Set of tasks =
- A) Reproduce the commit log from "Index: sc_sram16_wr_2ws.vhd" to "Altera DE2 board)", substituting "32-bit SRAM" for "16-bit SRAM".
- B) According to the commit log, which board is given as an example for the 16-bit SRAM?

Text excerpt =
•••

Date: 00/08/01 20:12:21

Added: jop/vhdl/memory sc_sram16_wr_2ws.vhd
Log:
SRAM16 with two waitstates for write access


Revision Changes Path
1.1 jop/vhdl/memory/sc_sram16_wr_2ws.vhd

http://www.opencores.org/cvsweb.shtml/jop/vhdl/memory/sc_sram16_wr_2ws.vhd?rev=1.1&content-type=text/x-cvsweb-markup

Index: sc_sram16_wr_2ws.vhd
===================================================================
--
-- sc_sram16.vhd
--
-- SimpCon compliant external memory interface
-- for 16-bit SRAM (e.g. Altera DE2 board)
--
-- High 16-bit word is at lower address
--
-- Connection between mem_sc and the external memory bus
--
-- memory mapping
--
-- 000000-x7ffff external SRAM (w mirror) max. 512 kW (4*4 MBit)
--
-- RAM: 16 bit word
--
--
-- 2006-08-01 Adapted from sc_ram32.vhd
-- 2006-08-16 Rebuilding the already working (lost) version
-- Use wait_state, din register without MUX
-- 2007-06-04 changed SimpCon to records
-- 2007-09-09 Additional input register for high data (correct SimpCon violation)
-- 2008-01-20 Changed write access. Needs 2 waitstates now!

•••

Source data =
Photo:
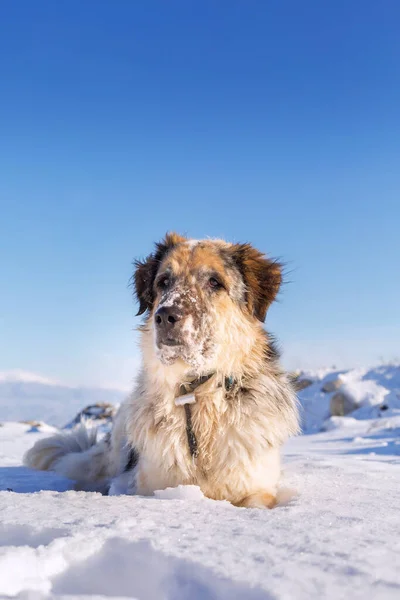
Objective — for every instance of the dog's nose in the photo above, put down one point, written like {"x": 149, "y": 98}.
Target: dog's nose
{"x": 166, "y": 317}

•••

Solutions to each task =
- A)
Index: sc_sram16_wr_2ws.vhd
===================================================================
--
-- sc_sram16.vhd
--
-- SimpCon compliant external memory interface
-- for 32-bit SRAM (e.g. Altera DE2 board)

- B) The Altera DE2 board.